• **Task statement**
Copy out only the span from the line with "If you could tag each instance of the basket" to the end of the data, both ends kept, word for word.
━━━━
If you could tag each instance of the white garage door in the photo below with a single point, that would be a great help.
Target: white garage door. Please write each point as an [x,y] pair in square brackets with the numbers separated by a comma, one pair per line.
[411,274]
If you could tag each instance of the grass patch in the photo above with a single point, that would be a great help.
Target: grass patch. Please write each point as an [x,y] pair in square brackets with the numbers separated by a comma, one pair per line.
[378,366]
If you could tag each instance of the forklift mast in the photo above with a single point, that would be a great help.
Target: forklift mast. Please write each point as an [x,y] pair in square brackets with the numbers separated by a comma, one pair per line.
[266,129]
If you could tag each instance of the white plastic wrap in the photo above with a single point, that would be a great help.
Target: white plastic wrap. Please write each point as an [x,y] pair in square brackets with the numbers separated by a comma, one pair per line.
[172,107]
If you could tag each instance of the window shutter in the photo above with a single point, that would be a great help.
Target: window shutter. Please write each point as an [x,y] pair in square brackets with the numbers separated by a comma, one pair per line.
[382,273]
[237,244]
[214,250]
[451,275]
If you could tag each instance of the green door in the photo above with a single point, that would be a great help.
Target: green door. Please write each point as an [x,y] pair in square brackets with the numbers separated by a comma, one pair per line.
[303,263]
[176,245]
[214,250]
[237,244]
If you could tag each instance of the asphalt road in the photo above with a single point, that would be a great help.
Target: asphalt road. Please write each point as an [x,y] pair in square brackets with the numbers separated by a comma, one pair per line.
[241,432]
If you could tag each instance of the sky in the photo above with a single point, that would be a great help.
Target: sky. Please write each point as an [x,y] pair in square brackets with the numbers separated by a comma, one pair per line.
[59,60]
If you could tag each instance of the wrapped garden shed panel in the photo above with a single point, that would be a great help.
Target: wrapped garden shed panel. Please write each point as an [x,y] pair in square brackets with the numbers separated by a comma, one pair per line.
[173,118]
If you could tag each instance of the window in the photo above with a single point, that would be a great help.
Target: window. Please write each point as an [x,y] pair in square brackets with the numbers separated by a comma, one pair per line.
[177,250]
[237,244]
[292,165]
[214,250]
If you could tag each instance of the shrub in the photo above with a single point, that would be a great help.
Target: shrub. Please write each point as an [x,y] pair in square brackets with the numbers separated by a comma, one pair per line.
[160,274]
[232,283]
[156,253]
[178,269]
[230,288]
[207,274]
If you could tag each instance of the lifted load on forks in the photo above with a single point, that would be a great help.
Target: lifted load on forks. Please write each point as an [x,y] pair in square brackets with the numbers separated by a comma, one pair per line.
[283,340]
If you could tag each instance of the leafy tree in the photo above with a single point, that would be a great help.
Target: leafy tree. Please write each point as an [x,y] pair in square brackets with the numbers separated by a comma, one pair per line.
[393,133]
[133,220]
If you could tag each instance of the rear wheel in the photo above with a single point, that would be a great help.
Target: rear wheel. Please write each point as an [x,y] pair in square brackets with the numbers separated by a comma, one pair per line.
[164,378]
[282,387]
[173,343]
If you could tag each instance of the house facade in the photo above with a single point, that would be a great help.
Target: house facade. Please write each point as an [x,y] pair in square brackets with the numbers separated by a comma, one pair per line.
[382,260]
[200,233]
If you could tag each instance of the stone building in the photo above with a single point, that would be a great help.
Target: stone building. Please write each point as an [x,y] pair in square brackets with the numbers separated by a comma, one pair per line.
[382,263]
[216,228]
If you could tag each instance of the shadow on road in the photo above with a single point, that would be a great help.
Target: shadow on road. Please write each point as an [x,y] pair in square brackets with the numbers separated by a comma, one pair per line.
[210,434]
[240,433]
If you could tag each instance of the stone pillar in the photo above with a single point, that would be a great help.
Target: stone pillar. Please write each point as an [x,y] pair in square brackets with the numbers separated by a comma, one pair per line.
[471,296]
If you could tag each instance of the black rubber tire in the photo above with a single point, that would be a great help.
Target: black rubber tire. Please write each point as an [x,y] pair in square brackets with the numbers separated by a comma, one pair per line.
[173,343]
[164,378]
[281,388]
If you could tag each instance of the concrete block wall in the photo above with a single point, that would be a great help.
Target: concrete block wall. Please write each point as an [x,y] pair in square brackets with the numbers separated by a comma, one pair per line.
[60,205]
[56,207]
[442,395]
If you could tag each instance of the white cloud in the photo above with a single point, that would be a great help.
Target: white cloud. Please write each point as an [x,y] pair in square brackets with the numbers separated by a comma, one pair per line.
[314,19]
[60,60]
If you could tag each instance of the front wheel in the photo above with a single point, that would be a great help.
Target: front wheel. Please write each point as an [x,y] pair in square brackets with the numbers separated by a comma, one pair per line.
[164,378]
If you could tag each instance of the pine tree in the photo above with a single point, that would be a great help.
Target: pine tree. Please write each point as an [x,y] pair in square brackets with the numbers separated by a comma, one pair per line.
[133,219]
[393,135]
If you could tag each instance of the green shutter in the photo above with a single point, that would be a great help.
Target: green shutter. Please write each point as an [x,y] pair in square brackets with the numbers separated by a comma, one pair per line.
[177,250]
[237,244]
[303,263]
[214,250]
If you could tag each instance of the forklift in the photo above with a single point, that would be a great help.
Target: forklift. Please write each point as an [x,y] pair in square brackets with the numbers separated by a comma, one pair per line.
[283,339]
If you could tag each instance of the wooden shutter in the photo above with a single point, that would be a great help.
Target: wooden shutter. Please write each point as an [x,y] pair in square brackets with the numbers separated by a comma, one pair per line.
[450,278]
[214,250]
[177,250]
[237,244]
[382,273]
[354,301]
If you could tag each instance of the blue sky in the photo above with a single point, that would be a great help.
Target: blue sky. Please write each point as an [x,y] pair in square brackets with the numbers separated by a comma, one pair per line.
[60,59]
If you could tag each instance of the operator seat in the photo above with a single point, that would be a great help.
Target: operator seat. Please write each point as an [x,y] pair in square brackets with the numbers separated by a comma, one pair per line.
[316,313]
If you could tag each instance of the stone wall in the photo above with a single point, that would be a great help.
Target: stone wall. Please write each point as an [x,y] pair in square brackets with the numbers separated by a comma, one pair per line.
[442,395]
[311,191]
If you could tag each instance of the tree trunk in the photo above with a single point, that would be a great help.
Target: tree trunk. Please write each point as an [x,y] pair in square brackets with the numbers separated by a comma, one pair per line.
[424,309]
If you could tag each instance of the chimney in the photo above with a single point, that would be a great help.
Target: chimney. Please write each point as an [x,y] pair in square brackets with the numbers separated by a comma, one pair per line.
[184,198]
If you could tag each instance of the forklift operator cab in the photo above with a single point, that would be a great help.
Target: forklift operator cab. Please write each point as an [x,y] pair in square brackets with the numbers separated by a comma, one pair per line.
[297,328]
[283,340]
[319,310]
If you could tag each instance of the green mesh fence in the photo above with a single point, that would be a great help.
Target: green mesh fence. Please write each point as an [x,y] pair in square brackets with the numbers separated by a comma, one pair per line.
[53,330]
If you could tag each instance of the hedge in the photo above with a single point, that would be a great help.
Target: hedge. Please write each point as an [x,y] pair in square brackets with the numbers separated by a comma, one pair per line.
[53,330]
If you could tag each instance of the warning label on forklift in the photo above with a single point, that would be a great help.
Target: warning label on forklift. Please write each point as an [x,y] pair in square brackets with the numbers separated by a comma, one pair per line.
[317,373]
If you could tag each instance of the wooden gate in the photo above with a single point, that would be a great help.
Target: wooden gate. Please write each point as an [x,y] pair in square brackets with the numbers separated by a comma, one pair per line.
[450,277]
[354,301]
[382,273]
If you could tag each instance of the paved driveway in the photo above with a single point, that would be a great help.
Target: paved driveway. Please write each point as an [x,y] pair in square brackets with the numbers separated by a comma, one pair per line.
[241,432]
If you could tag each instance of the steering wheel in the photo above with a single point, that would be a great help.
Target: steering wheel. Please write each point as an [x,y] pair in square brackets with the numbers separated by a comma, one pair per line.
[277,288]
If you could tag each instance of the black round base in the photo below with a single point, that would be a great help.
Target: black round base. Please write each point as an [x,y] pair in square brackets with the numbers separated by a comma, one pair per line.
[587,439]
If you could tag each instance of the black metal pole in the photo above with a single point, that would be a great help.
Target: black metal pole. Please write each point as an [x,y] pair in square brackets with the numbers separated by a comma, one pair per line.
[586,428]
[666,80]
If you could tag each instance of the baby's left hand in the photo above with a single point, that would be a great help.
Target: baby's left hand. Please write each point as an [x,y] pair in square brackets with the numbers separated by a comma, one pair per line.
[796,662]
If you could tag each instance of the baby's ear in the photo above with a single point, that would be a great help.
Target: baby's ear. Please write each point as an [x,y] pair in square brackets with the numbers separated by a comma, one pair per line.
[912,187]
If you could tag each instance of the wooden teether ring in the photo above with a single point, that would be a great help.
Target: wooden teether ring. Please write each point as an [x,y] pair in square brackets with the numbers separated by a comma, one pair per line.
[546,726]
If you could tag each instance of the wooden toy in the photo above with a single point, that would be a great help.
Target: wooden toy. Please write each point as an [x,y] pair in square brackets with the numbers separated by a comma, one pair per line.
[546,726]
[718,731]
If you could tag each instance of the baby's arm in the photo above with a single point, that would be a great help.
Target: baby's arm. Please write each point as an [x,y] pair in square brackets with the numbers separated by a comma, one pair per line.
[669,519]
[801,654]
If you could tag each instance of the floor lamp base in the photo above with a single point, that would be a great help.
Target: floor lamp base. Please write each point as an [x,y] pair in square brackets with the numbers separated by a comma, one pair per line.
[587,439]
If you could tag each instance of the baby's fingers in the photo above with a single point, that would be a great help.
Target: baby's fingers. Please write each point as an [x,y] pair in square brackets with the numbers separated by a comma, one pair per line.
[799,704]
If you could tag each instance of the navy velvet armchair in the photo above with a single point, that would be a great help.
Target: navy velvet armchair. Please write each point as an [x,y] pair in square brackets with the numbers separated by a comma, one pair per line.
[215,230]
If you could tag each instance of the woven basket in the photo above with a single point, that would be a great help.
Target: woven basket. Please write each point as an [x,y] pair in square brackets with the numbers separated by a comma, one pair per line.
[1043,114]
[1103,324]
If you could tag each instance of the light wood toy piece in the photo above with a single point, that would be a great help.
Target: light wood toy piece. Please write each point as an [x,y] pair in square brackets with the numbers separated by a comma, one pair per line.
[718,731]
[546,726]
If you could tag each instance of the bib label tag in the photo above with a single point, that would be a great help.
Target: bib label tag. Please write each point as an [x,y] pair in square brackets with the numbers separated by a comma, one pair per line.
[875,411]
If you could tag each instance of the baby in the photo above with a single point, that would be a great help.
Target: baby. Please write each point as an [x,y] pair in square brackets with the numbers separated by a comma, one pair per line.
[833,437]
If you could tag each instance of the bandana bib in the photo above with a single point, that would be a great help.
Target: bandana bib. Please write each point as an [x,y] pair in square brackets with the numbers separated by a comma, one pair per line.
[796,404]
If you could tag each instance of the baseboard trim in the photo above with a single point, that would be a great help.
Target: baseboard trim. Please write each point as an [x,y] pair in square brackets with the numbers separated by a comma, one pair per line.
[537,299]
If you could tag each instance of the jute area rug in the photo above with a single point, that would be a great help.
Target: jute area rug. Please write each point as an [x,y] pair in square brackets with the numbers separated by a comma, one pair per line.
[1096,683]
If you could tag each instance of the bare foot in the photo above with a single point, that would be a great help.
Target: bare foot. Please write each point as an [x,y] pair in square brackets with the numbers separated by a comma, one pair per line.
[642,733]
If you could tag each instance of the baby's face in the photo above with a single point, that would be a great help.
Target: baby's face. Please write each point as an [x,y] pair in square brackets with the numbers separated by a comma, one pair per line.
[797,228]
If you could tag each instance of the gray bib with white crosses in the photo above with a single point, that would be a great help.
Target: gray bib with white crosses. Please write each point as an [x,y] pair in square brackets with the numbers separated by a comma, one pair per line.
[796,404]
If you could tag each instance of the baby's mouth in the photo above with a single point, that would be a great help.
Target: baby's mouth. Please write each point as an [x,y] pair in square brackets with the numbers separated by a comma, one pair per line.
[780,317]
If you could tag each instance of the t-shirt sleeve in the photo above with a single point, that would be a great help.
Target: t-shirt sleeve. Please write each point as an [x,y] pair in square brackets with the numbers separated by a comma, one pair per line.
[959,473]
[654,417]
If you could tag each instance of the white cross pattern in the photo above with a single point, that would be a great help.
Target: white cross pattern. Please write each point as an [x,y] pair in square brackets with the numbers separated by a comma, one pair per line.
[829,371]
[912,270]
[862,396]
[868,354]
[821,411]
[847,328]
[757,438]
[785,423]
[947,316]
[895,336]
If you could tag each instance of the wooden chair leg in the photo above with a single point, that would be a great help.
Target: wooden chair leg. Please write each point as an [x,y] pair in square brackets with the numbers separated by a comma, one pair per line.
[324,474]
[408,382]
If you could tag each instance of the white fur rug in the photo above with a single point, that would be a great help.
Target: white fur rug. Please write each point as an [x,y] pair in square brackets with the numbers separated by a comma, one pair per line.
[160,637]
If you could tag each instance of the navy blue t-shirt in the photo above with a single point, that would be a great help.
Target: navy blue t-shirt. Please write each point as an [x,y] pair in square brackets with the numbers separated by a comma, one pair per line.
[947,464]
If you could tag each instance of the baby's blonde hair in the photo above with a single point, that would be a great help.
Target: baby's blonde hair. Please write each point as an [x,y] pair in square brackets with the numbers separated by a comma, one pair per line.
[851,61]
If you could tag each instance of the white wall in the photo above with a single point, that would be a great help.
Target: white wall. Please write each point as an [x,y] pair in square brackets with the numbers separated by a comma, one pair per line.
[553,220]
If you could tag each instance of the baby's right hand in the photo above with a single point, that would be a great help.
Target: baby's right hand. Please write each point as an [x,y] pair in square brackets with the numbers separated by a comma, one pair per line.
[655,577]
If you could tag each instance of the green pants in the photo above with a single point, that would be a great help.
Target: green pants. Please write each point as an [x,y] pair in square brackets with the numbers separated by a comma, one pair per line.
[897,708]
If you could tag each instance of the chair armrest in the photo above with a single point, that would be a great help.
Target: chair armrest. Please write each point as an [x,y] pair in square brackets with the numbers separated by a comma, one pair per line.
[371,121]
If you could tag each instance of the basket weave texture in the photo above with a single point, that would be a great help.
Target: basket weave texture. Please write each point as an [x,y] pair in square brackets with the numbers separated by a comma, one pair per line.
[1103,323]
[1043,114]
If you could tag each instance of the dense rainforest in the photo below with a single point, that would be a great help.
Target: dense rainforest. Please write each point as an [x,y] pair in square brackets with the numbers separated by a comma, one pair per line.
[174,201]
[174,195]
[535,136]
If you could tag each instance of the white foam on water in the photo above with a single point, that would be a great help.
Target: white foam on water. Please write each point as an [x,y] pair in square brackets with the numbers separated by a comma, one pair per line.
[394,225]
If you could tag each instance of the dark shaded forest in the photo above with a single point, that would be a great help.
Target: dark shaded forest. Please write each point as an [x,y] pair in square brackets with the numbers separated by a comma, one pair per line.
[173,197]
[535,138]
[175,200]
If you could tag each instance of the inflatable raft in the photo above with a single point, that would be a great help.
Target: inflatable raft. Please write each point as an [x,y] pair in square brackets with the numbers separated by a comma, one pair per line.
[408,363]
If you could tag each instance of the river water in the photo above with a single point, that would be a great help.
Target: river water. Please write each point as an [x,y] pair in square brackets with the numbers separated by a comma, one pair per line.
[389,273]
━━━━
• **Expected output**
If you could tag each instance of the basket weave texture in the photo above with a single point, that would be a great help.
Target: basket weave texture. Please write each point as an [x,y] pair in square brackets with the numbers separated by a comma, one pair per line.
[1103,323]
[1043,114]
If you could tag each instance of the dense rainforest in the photo below with a single point, that would be a great help.
Target: dense rainforest. Please write each point as an [x,y] pair in square brackets with the numbers separated by a comma, one pair per line.
[174,201]
[174,195]
[535,136]
If you could tag each instance of the white foam on water in the photo above with a single point, that would be a great help.
Target: white foam on water. Please write each point as an [x,y] pair in square brackets with the numbers separated by a comma, one pair per line.
[394,225]
If you could tag each instance of the dark shaded forest in the photo above with a single point, that would be a great help.
Target: dark shaded forest. Please write each point as an [x,y] pair in square brackets with the numbers separated by a comma, one pair per line.
[173,197]
[535,138]
[175,200]
If you could tag each instance of the inflatable raft in the photo above with a single point, that would be a great help.
Target: inflatable raft. Please write each point as an [x,y] pair in square brackets with the numbers separated by a comma, one pair per line.
[408,363]
If you could tag each instance of the river water in the photo above with a single point, that would be a great help.
Target: river water. Please write each point as an [x,y] pair in square brackets with the numbers separated by a comma, one pair per line.
[389,273]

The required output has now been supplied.